演習課題 A:
OSC の解説文では、OSC メッセージを送信する側を何と呼んでいますか？
演習課題 B:
OSC の解説文を、最後の文の直後から書き継いでください。

文書セクション:
Open Sound Control (OSC) について
OSC とは
簡単に言うと「コンピュータやシンセサイザー、マルチメディア・ツール等の間で、ネットワーク上でリアルタイムにコミュニケーションを図る為の通信プロトコル」です。
通信速度や転送データの柔軟性を向上させた MIDI の後継的規格として開発されました。
Wikipedia の OSC 欄に詳しく書いてあるので参照してください。
ただ現時点で初心者目線で感じたのは、やはり「音楽用途としては、MIDI の方が普及していてわかりやすい」と思いました。
実際、MIDI と役割的にかぶる事が多くて、「これなら MIDI を使った方が簡単」と思う部分もあるので、適材適所でチョイスするのがいいでしょう。
しかし OSC は、音楽用途だけじゃなく、映像系や Web 系ツール、プログラミング言語等とも連携が取れるので、マルチメディア全体での連携ツールと考えると MIDI より遥かに可能性を感じます。
また、OSC はネットワークを使用するので、MIDI の様に専用機器を買ったりする必要が無い分、廉価で済むという利点もあります。
ちなみに、OSC メッセージを送信する側を OSC クライアント、受信する側を OSC サーバーと言います。
OSC 受信設定
環境設定パネルの OSC タブを開きます。

データ抜粋:
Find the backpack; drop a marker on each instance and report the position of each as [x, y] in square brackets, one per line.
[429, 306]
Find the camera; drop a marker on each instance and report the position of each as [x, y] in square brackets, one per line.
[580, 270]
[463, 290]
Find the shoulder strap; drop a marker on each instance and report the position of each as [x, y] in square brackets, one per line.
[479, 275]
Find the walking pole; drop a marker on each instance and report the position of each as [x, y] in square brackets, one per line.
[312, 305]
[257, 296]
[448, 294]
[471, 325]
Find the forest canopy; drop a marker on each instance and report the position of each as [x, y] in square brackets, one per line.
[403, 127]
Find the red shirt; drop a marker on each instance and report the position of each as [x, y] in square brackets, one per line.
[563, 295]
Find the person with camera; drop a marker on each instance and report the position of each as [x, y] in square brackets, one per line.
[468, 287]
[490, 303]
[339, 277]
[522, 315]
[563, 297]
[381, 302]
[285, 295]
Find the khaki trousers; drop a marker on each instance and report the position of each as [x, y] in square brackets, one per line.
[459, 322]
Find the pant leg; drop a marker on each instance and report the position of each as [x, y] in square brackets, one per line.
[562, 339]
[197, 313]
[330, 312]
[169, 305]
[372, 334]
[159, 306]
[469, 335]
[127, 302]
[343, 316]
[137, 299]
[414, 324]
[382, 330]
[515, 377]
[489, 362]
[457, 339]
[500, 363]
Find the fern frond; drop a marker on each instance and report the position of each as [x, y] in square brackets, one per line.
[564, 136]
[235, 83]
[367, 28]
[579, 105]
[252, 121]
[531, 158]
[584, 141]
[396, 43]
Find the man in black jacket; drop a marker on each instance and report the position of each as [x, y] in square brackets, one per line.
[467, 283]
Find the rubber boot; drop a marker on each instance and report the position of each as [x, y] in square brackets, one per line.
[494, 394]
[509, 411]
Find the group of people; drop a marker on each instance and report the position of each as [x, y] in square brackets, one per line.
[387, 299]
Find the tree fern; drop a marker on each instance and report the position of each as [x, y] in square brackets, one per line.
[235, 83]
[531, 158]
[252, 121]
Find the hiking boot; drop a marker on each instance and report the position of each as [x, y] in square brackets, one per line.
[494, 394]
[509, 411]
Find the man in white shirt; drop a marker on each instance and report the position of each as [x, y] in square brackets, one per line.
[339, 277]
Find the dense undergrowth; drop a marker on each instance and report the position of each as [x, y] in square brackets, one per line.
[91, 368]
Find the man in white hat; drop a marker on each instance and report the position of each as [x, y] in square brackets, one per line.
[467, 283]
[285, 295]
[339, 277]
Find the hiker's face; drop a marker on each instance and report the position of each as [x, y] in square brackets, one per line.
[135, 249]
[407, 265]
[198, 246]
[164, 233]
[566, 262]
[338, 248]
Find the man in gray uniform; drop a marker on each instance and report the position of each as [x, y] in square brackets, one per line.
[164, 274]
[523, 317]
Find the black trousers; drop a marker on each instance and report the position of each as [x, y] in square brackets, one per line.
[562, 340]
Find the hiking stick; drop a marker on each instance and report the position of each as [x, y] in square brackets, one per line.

出力 A:
OSC クライアントです。

出力 B:
そして上段にある "Enable Server" をオンにするだけで、Renoise OSC サーバーが起動し、受信可能状態になります。

Enable Server
ここをオンにする事で Renoise OSC サーバーが起動します。
OSC サーバーを起動すると、ネットワーク・ポートをリスニング状態にするという事なので、セキュリティに関しては注意をする必要があります。
外部から Renoise を操れるという事は、外部からコンピューターも操れるようになるという事です。
受信メッセージの表示欄
外部から OSC メッセージを受信すると、ここに表示されます。
上の図で、/song/bpm with 1 arguments と表示されていますが、この "arguments"(直訳すると"引数、変数")はパラメーターの値だと思ってください。
その値が間違った形式で書かれていた場合、コマンドの後に (REJECTED)(直訳すると"拒絶された")と表示されます。
Protocol
Renoise のサーバーが使うプロトコルの選択
- Udp・・・転送速度が早く安定しているが、メッセージを確実に伝える信頼性が劣る
- Tcp・・・メッセージを確実に伝える信頼性は高いが、転送速度が劣る
Port
Renoise サーバーがリスニングするポート番号の設定。
マンションに例えると部屋番号のような物だそうです。
一般的には1024より大きい番号を使います。
また、現在使用しているコンピューター以外のクライアントとコミュニケーションする場合、ここで設定したポート番号がファイヤーウォールでブロックされていない事を確認してください。
Renoise OSC コマンド
環境設定パネルの OSC タブの下段に OSC コマンド表があります。
各コマンドを選択すると、下部に簡単な説明が表示されます。

このコマンド表のわかりにくい部分を少し説明します。
XXX
トラックやエフェクターの並び順をここに指定します。
現在選択中のものを指定したい場合は、-1 を使います。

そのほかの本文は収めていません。